* [WORK TO BE COMPLETED]
For the listing that follows, give again exactly the lines from the one with "Where can the sea" to the one with "Where can the yellow painted wall", including both.
%%
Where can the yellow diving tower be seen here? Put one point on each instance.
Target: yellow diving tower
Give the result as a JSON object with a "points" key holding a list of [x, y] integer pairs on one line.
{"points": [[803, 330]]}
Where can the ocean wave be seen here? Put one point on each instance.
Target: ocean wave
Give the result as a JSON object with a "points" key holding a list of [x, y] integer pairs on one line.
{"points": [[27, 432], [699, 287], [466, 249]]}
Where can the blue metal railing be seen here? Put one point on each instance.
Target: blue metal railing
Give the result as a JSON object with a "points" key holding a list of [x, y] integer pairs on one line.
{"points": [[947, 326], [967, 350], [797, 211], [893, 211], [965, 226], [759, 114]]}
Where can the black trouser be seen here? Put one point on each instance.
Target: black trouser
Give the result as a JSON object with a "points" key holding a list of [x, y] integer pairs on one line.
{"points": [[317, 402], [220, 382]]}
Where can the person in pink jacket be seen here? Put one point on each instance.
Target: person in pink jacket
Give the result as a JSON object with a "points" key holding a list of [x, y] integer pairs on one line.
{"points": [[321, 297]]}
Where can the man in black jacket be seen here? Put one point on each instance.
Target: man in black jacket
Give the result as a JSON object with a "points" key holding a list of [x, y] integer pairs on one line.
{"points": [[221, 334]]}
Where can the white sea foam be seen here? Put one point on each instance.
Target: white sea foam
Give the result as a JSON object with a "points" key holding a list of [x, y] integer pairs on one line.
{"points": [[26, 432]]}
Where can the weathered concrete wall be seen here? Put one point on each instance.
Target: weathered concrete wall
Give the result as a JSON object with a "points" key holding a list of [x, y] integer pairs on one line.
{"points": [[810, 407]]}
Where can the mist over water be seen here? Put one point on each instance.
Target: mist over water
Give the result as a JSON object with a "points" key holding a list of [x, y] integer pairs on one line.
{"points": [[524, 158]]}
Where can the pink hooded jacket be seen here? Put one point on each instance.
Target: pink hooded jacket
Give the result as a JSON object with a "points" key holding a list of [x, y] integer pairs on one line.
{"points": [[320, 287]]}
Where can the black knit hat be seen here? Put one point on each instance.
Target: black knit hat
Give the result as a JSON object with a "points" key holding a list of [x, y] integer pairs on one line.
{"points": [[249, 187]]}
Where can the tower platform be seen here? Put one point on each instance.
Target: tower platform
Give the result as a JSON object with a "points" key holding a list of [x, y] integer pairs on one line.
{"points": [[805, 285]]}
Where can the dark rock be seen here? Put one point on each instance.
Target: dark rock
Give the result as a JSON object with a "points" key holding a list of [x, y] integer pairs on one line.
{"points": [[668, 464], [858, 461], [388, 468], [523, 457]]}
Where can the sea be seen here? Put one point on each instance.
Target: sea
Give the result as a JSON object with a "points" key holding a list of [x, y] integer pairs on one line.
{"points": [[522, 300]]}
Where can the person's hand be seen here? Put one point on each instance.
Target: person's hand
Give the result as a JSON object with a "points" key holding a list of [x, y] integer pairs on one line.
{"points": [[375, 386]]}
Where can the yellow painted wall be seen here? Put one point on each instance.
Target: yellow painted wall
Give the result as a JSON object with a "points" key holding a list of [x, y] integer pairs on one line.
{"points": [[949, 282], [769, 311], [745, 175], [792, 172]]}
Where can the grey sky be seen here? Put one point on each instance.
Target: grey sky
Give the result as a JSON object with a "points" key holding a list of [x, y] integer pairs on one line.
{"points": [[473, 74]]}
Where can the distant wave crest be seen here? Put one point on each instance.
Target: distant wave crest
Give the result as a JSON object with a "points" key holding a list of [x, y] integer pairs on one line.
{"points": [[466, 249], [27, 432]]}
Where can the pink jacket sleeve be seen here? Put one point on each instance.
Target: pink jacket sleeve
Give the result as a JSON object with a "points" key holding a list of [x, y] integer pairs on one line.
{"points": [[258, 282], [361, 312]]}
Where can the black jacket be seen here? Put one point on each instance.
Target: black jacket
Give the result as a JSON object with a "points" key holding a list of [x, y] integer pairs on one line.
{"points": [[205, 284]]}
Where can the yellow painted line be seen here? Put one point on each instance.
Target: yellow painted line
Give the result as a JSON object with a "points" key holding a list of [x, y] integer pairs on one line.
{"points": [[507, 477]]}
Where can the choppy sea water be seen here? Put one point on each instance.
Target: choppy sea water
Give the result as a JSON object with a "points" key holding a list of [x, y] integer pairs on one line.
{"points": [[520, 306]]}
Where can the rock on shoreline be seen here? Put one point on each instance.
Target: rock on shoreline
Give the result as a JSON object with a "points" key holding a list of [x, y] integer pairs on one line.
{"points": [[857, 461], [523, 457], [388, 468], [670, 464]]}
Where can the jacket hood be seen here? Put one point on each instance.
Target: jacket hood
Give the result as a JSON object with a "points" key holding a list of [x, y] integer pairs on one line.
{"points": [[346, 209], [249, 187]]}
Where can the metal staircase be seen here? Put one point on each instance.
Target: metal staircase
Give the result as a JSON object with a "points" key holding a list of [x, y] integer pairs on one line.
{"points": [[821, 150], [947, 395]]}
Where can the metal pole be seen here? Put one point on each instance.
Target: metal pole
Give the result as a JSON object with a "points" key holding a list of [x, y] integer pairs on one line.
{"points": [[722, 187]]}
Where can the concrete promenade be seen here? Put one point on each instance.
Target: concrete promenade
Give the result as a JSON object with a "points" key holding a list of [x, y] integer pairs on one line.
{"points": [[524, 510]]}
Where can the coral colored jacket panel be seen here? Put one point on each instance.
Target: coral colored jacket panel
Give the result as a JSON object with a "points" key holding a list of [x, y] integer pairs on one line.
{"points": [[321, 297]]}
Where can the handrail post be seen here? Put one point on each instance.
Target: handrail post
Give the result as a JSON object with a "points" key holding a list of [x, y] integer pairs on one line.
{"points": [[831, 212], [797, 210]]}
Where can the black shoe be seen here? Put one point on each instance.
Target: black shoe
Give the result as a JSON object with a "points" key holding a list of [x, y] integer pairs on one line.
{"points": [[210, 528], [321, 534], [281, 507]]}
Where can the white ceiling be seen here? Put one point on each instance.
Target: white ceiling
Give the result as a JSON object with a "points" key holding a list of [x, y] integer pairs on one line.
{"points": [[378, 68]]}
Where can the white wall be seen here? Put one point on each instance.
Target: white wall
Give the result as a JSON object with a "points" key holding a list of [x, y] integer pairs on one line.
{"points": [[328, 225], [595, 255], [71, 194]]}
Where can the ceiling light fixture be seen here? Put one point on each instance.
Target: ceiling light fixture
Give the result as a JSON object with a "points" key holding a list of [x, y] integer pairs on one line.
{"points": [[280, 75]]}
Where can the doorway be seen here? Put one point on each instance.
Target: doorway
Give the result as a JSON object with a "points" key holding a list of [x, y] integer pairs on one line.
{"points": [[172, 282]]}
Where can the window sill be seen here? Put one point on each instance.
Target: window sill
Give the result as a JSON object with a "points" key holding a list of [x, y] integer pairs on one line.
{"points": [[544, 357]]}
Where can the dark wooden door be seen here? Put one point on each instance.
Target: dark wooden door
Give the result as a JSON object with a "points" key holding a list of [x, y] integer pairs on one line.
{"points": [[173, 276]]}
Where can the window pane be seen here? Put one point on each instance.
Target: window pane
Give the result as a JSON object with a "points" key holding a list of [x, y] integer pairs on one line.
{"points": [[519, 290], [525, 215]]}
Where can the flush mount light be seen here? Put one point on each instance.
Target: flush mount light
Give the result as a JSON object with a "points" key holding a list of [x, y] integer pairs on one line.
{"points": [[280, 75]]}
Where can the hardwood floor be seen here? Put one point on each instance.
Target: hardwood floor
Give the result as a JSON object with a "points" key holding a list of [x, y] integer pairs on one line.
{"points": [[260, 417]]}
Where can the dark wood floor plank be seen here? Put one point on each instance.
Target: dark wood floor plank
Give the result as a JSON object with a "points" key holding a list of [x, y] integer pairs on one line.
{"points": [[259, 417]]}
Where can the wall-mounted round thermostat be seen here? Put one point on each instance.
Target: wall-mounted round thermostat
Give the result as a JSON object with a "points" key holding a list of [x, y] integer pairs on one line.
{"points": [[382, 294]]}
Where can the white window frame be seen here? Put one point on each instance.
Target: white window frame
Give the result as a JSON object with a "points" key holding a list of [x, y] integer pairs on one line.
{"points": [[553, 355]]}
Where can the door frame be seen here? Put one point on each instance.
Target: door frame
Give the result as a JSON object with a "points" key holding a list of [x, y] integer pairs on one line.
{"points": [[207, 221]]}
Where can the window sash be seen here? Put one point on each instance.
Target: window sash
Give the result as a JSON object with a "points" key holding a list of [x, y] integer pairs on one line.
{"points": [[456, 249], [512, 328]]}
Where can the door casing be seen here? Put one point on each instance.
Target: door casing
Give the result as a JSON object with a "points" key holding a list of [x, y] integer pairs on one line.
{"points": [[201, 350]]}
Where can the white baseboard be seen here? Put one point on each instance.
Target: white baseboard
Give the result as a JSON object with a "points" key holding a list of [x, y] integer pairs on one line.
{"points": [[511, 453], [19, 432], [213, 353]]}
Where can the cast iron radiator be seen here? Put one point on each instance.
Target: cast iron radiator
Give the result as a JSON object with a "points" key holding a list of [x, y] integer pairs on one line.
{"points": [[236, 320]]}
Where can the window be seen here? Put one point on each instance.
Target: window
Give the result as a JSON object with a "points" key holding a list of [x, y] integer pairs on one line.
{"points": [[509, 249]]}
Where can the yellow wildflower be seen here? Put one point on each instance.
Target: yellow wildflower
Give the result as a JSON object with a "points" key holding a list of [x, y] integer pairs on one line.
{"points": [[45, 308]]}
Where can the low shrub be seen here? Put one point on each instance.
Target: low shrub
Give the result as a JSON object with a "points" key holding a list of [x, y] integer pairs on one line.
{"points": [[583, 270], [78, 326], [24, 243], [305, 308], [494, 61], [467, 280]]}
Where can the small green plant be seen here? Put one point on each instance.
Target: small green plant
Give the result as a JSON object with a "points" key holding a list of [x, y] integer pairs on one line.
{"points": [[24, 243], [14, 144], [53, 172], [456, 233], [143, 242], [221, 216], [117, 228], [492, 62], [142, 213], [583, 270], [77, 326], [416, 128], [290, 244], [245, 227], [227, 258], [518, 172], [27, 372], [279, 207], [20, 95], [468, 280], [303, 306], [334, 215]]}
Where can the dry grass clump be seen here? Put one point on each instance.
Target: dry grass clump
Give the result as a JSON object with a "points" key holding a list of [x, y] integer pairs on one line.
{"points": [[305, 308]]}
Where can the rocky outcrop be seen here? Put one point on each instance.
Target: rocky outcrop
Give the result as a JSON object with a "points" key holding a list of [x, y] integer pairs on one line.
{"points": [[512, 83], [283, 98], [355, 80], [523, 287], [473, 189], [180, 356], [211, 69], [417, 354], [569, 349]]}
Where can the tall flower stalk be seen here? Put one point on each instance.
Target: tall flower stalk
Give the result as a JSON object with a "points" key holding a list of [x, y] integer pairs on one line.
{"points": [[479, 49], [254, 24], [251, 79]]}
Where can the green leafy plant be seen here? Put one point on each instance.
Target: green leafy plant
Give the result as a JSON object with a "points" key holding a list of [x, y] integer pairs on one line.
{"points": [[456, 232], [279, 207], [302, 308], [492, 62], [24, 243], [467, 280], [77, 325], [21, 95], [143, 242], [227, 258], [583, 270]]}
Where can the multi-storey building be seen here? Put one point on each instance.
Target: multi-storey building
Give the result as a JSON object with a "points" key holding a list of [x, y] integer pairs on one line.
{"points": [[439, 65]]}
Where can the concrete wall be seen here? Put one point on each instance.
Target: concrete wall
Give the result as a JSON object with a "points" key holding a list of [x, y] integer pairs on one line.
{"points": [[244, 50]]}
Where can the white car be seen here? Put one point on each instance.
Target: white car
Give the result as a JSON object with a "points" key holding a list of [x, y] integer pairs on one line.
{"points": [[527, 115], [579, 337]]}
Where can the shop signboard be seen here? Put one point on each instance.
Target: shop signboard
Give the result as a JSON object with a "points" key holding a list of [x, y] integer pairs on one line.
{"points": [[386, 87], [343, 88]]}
%%
* [WRITTEN REPLY]
Where can the sea be seen here? Put one point on each instance.
Target: sea
Give the result as a JSON object with a "points" key holding a list of [x, y] integer pairs on one line.
{"points": [[522, 300]]}
Where can the person's hand be seen here? Put one point on each instance.
Target: person's hand
Give the result as a JSON object with a "points" key holding a list of [x, y] integer pairs on one line.
{"points": [[375, 386]]}
Where can the yellow painted wall be seen here? Put one point on each instance.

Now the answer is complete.